- Reading passage -
____________________

I think another thing that could help make it feel more immersive would be a bit of unreliability or incompleteness in information gathered from NPCs. Why does every villager know that there is a legendary mirror in the Fire Mountains that can block dragon flames? Were they all at the meeting where that was clearly and repeatedly announced? Maybe instead they could be saying things like "I hear theres some legendary weapon in the Fire Mountains". "Mabel told me she heard about a a magic mirror that drives away dragons". "An adventurer came from the mountains the other day and mentioned a magical shield against dragons". Now the player knows they should hunt for something to fight the dragon, but what it is isn't clear. Perhaps the full info will come from an important NPC later.
Its fine for NPCs to be wrong on flavor. But as soon as you make NPCs incorrect on gameplay-defining moments (ex: There's a vampire weak to silver bullets ahead!!. Woops, its not weak to silver because its not a vampire...), players will get pissed off.
In my experience as dungeon master, players are very accepting of "I don't know" as a response. But as soon as you "mislead" players, they start to think of that situation as a betrayal of trust.

____________________

- Request A -
Answer these questions using the post about NPCs:
(i) Where is the legendary mirror said to be?
(ii) In the vampire example, what is the creature said to be weak to?
(iii) What response do players readily accept, according to the dungeon master's experience?
- Request B -
Duplicate everything in the post about NPCs from "In my experience" down to "betrayal of trust.".
- Request C -
Pick up the post about NPCs after its last sentence and keep writing it.
The material that follows has nothing to do with the post about NPCs.

- Supplied data -
____________________

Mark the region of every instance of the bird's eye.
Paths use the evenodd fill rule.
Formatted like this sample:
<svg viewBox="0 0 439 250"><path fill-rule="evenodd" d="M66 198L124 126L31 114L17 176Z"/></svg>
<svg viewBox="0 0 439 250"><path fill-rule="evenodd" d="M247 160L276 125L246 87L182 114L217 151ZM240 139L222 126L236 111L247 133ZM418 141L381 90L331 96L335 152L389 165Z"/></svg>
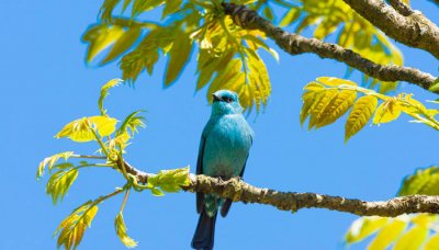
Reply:
<svg viewBox="0 0 439 250"><path fill-rule="evenodd" d="M232 102L232 99L230 99L230 98L223 98L223 100L224 100L225 102L227 102L227 103L230 103L230 102Z"/></svg>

____________________

- Output A -
(i) In the Fire Mountains.
(ii) Silver bullets.
(iii) "I don't know."

- Output B -
In my experience as dungeon master, players are very accepting of "I don't know" as a response. But as soon as you "mislead" players, they start to think of that situation as a betrayal of trust.

- Output C -
So "villagers don't know" whats ahead is far better than "villager MISTAKENLY thinks there's a vampire ahead".
Part of the joy of games is agreement on the parameters of what is and is not in bounds for the game. Knowing that boundary lets you focus on only the things within that while pleasantly mentally unloading all of the myriad messy things outside.
Even though each videogame is different, there is a surrounding videogame metagame culture that players tacitly assume defines what all videogames are allowed to do. When learning a new videogame, players assume the rules of that metagame still hold true. (This is one of the reasons videogames today can be so difficult for non-gamers to get into: they don't have this absorbed culture.)
One of the rules of that metagame is "NPCs do not mislead the player." (Other rules of the metagame are: "Your savefile cannot get into a state that makes it impossible to beat the game," and "It should not be required to die/fail several times in order to learn how to proceed.")
It's valid for a game to break that meta-rule, but it will be very unpleasantly surprising if they believe they are playing the stock videogame metagame as they learn this game's rules.
This is kind of unfortunate because there's a whole giant space of possible videogames that could be made with interesting rules if only you could set the expectation for players that this game steps outside of typical game culture meta rules. You occasionally see experimental games that do this like Lose/Lose, which deletes random files off your hard drive when you lose (!).
> It should not be required to die/fail several times in order to learn how to proceed.
I played a game a while back that made a sort of Groundhog Day repeated dying a requirement to make progress. That was a central theme to the game, so it ensured the player understood the situation pretty quickly.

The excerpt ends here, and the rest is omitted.